ИСХОДНЫЙ ФРАГМЕНТ =>
- - - -
Но как работать с конкретным случаем экзистенциального вакуума, когда требуются уже не профилактические, но терапевтические меры? Подразумевается ли, что экзистенциальный вакуум подлежит лечению? Можем ли мы считать его болезнью? Можем ли согласиться с утверждением Зигмунда Фрейда в письме принцессе Бонапарт: «С того момента, как человек задается вопросом о смысле и ценности жизни, он болен»{78}?
Собственно, неверное истолкование экзистенциального вакуума как патологического явления – результат его проецирования из ноологического пространства на психологическую плоскость. Согласно второму закону многомерной антропологии и онтологии, такая процедура приводит к диагностической двусмысленности. Разница между экзистенциальным отчаянием и эмоциональным недугом стирается. Невозможно провести границу между расстройством духовным и душевной болезнью.
Однако экзистенциальный вакуум не равен неврозу, или если он все же невроз, то невроз социогенный и даже ятрогенный, то есть невроз, вызываемый тем самым врачом, который берется его лечить. Как часто врачи берутся «объяснять» озабоченность пациента окончательным смыслом жизни перед лицом смерти, объявляя эту «крайнюю озабоченность» страхом кастрации! Пациент чувствует облегчение, услышав, что может не беспокоиться, стоит ли жизнь того, чтобы жить, а должен просто признать тот факт, что пока еще не удалось окончательно излечить его Эдипов комплекс. Разумеется, такое истолкование представляет собой рационализацию (и редукцию) экзистенциального отчаяния.
В связи с этим я бы хотел привести пример венского профессора, который поступил в мое отделение из-за того, что усомнился в смысле жизни. Вскоре выяснилось, что он страдает от эндогенной депрессии, которая в традиционной европейской психиатрии считается соматогенной. Но самое замечательное: пациент терзался сомнениями вовсе не в период депрессии, а только в ту пору, когда наступала ремиссия. В депрессии он был слишком озабочен ипохондрическими жалобами, чтобы вспоминать о смысле жизни. Вот перед нами случай, в котором экзистенциальное отчаяние и эмоциональный недуг оказались взаимоисключающими. Значит, едва ли мы будем вправе списывать экзистенциальный вакуум на «очередной симптом» невроза.
Тем не менее, хотя экзистенциальный вакуум не обязан быть следствием невроза, он вполне может оказаться его причиной. Тогда мы будем говорить о ноогенном неврозе, противопоставляя его неврозам психогенным и соматогенным. Мы определяем ноогенный невроз как невроз, вызванный духовной проблемой, моральным или этическим конфликтом, например конфликтом между «Сверх-Я» и подлинной совестью – вторая может воспротивиться и противостоять первому. И наконец (хотя это не менее важно), ноогенная этиология формируется экзистенциальным вакуумом, экзистенциальной фрустрацией или фрустрацией воли к смыслу.
- - - -
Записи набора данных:
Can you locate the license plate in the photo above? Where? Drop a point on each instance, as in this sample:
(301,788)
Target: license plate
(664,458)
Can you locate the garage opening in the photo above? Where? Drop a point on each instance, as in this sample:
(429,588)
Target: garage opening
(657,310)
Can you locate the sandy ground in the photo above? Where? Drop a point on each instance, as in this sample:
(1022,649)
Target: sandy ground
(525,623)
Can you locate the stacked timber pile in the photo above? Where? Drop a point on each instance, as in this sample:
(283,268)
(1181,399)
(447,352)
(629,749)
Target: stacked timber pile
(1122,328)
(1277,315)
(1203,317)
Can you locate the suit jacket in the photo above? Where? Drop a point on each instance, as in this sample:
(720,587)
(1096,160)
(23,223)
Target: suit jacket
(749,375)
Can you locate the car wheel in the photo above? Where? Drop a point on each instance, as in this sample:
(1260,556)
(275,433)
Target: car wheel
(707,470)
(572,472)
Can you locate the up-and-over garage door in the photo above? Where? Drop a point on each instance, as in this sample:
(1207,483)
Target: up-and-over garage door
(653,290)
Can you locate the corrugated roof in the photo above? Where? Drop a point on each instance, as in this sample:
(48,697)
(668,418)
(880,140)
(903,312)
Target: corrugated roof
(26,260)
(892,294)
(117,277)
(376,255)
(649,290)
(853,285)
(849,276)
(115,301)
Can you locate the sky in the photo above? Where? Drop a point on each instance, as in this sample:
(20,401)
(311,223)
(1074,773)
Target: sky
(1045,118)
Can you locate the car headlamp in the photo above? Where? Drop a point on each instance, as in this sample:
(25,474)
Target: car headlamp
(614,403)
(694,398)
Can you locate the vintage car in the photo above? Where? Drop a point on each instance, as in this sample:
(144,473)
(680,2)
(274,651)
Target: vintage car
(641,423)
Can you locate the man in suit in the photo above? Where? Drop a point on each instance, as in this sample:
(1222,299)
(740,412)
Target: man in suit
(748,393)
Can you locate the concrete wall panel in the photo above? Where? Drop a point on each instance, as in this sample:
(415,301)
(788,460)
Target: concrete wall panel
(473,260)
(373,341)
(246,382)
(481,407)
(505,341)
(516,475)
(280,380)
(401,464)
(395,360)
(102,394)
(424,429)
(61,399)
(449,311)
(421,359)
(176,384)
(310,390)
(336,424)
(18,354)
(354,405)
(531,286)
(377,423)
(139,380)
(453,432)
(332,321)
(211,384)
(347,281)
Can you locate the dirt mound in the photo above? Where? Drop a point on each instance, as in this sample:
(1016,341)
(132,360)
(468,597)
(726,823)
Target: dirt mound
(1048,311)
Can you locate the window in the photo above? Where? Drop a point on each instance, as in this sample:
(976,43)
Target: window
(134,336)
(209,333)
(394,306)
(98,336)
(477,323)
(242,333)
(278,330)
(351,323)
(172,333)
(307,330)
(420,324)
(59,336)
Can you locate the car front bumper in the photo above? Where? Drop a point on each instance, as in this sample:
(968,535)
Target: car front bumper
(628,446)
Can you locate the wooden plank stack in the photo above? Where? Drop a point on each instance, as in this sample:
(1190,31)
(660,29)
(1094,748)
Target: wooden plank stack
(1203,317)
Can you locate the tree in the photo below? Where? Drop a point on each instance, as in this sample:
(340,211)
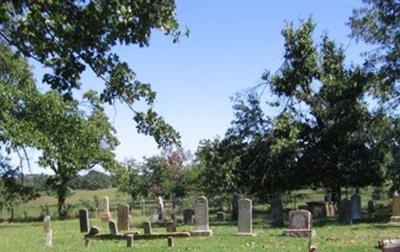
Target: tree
(378,24)
(68,139)
(72,141)
(70,36)
(12,189)
(129,179)
(340,147)
(17,88)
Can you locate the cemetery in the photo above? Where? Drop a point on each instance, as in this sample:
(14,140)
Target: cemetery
(198,125)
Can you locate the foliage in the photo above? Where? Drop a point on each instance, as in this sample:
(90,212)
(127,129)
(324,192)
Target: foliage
(12,189)
(164,175)
(68,139)
(378,24)
(70,36)
(325,133)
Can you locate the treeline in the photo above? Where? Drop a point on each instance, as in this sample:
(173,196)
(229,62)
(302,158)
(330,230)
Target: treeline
(93,180)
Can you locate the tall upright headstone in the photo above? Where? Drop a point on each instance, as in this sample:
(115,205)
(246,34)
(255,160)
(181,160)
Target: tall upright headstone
(355,207)
(147,227)
(201,217)
(276,212)
(235,206)
(113,227)
(105,214)
(161,210)
(123,217)
(371,207)
(345,211)
(48,231)
(245,220)
(396,209)
(84,220)
(299,224)
(188,216)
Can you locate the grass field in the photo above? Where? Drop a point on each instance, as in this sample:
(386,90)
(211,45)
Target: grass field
(331,236)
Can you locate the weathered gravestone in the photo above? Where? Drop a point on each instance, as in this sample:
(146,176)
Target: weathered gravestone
(245,223)
(171,226)
(161,210)
(355,207)
(201,219)
(113,227)
(396,209)
(147,227)
(188,216)
(299,224)
(220,216)
(371,207)
(129,240)
(123,217)
(235,206)
(48,231)
(276,213)
(317,209)
(330,209)
(345,211)
(106,215)
(84,220)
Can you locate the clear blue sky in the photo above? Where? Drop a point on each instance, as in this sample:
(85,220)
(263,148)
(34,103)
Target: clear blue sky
(231,43)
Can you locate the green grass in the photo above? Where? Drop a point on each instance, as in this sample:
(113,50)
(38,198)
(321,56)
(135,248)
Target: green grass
(332,237)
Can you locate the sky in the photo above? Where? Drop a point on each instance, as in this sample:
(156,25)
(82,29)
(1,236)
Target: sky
(231,43)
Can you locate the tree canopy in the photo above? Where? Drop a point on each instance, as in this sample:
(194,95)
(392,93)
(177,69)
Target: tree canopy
(70,36)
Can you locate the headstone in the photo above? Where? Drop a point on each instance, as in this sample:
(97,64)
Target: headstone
(396,209)
(48,232)
(330,209)
(160,208)
(345,211)
(245,226)
(170,242)
(220,216)
(317,209)
(299,224)
(188,216)
(106,215)
(371,206)
(147,227)
(173,218)
(113,227)
(94,230)
(46,223)
(201,217)
(87,242)
(123,217)
(276,213)
(171,227)
(355,207)
(235,206)
(84,220)
(129,240)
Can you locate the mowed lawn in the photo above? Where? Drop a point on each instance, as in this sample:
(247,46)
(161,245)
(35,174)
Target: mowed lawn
(332,237)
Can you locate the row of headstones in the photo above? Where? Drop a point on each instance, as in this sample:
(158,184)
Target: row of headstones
(347,210)
(201,219)
(123,220)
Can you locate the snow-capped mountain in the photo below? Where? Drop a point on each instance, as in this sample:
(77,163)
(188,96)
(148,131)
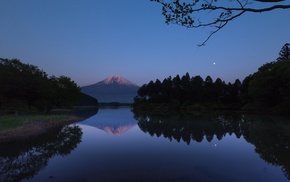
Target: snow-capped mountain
(117,80)
(112,89)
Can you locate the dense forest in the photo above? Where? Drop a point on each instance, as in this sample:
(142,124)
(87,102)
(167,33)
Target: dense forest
(26,88)
(269,87)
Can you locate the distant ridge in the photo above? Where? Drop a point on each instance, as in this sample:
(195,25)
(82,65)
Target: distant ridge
(112,89)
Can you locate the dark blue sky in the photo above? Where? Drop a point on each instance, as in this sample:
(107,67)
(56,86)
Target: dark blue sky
(91,40)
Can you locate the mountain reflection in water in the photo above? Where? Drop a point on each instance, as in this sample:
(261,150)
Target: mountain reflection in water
(270,136)
(114,124)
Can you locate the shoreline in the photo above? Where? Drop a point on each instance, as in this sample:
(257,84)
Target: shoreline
(34,129)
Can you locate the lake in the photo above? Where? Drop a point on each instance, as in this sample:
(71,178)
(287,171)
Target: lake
(115,144)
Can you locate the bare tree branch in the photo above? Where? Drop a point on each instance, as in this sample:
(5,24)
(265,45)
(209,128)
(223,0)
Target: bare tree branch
(185,13)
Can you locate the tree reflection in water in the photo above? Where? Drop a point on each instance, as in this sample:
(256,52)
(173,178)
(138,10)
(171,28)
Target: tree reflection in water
(269,135)
(23,159)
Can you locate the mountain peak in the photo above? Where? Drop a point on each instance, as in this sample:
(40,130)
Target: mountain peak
(117,79)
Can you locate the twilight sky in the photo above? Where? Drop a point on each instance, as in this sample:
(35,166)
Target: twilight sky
(90,40)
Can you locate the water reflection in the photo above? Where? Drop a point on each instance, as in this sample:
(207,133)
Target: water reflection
(23,159)
(269,135)
(114,121)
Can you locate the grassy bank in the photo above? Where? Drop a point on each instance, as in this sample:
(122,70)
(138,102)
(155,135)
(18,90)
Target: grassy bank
(21,126)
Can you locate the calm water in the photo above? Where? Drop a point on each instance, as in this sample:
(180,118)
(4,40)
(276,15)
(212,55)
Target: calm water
(116,145)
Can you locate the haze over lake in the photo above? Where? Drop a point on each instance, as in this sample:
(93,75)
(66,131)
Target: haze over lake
(116,145)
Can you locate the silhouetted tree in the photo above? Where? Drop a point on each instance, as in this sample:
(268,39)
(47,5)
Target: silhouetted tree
(284,52)
(25,87)
(197,86)
(191,13)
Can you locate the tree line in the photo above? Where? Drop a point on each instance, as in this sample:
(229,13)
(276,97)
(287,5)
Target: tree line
(269,86)
(24,87)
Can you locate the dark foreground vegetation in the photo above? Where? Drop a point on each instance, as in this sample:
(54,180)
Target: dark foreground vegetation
(267,90)
(26,89)
(31,102)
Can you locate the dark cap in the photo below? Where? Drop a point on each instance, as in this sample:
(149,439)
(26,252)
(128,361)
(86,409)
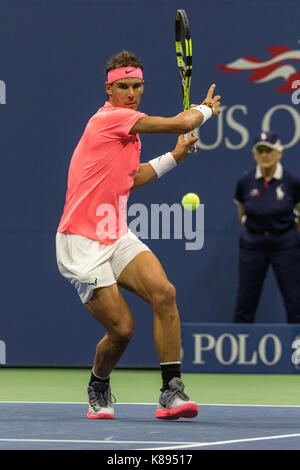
- - - -
ЗАДАНИЕ =>
Когда, согласно фрагменту об экзистенциальном вакууме, венский профессор терзался сомнениями в смысле жизни? Отвечайте, опираясь только на фрагмент.

ОТВЕТ =>
Только в ту пору, когда наступала ремиссия, а не в период депрессии.